Escoger al mosquito como principal protagonista no es una coincidencia. Ninguna otra especie ha sido tan mortal y ha moldeado la historia occidental, especialmente en América, como el mosquito. Para historiadores como Alfred Crosby, autor de The Columbian Exchange: Biological and Cultural Consequences of 1492 —libro precursor de esa nueva disciplina llamada ecohistoria que estudia el impacto y la infuencia de fenómenos naturales en el desarrollo de ciertos eventos políticos y sociales— el mosquito fue una —de muchas— de las causas del comercio atlántico de esclavos en los siglos de liberalismo clásico, del XVII al XIX: atemorizados por las pandemias de malaria y fiebre amarilla, los colonizadores europeos vieron en los africanos una herramienta desechable para trabajar las nuevas tierras americanas, donde las pandemias de malaria cobraron miles de vidas. Desde los estados orientales mexicanos, pasando por todo Centroamérica, Colombia, Venezuela hasta llegar a las colonias inglesas, donde la extracción y explotación de recursos naturales fue implacable, el mosquito anófeles fue uno de los agentes determinantes en la formación social y política de toda la región. Pero, seguramente Bernal ya presentía todo esto siendo él mismo un fanático de este tipo de narrativas, como lo demostró en los libros: México en Filipinas: estudio de una transculturación, o el monumental El gran océano.

Hace unos meses, algunos lectores y escritores en Facebook discutimos —en la medida que esa plataforma lo hace posible— el poco interés de los escritores latinoamericanos, sobre todo mexicanos, por estos temas tan urgentes. No hay un corpus en México, argüía uno de ellos, con una postura crítica sobre la debacle ecológica y climática que se nos avecina. Aunque su comentario es acertado, respondí que el problema tal vez sea no de creación sino de lectura; es decir, en lugar de culpar al escritor, hay que compartir la responsabilidad: no legar en una sola persona el compromiso, sino también convertirnos en lectores comprometidos. Tenemos mucho material: la literatura latinoamericana puede interpretarse como uno de los grandes testimonios de la devastación planetaria acelerada por el capitalismo y la revolución industrial. La explotación estructural tanto de humanos, animales y naturaleza ha sido narrada por nuestros escritores, tal vez no desde una postura abierta y clara, pero sí intuitiva.

■ Extracto de datos:
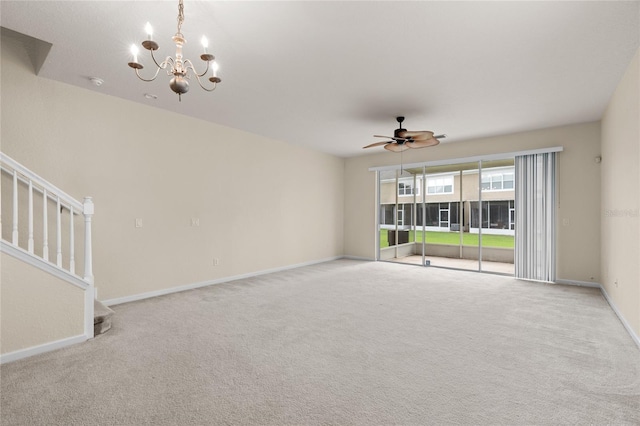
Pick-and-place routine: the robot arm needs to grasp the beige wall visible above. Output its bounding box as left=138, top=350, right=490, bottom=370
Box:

■ Qué hacer:
Escribe la continuación del texto sobre el mosquito y la literatura latinoamericana a partir de su última oración. El material no hace falta aquí.

■ Resultado:
Recuperar a Rafael Bernal desde esta perspectiva sería maravilloso; leer a Rulfo bajo un lente ecológico que ya no sea el gastado discurso de “genio”, “el más grande novelista de México”, etcétera, puede ayudar a que jóvenes lectores se interesen en la literatura desde otra perspectiva que no sea la institucional y pedagógica; y leer a contemporáneas como Guadalupe Nettel o Daniela Tarazona, en cuyas obras resuenan la ecología y la biología, con conceptos no sólo estilísticos, ayudaría mucho a poner el tema sobre la mesa. A nosotros, lectores irresponsables, nos toca interpretar esas obras para formular un discurso público que ayude a comprender y proponer acciones necesarias para nuestro tiempo. Las obras literarias no sobreviven por medio de patronatos, de homenajes o monumentos, ni mucho menos se limita al mito privado de la lectura del placer; sobreviven en la medida en que el lector compone y critica su realidad en las páginas de libros que en su momento pasaron inadvertidos. El canon es un cadáver; dejemos que los críticos, como moscas, lo asedien. Nosotros leamos libre y responsablemente: Rafael Bernal es un buen comienzo.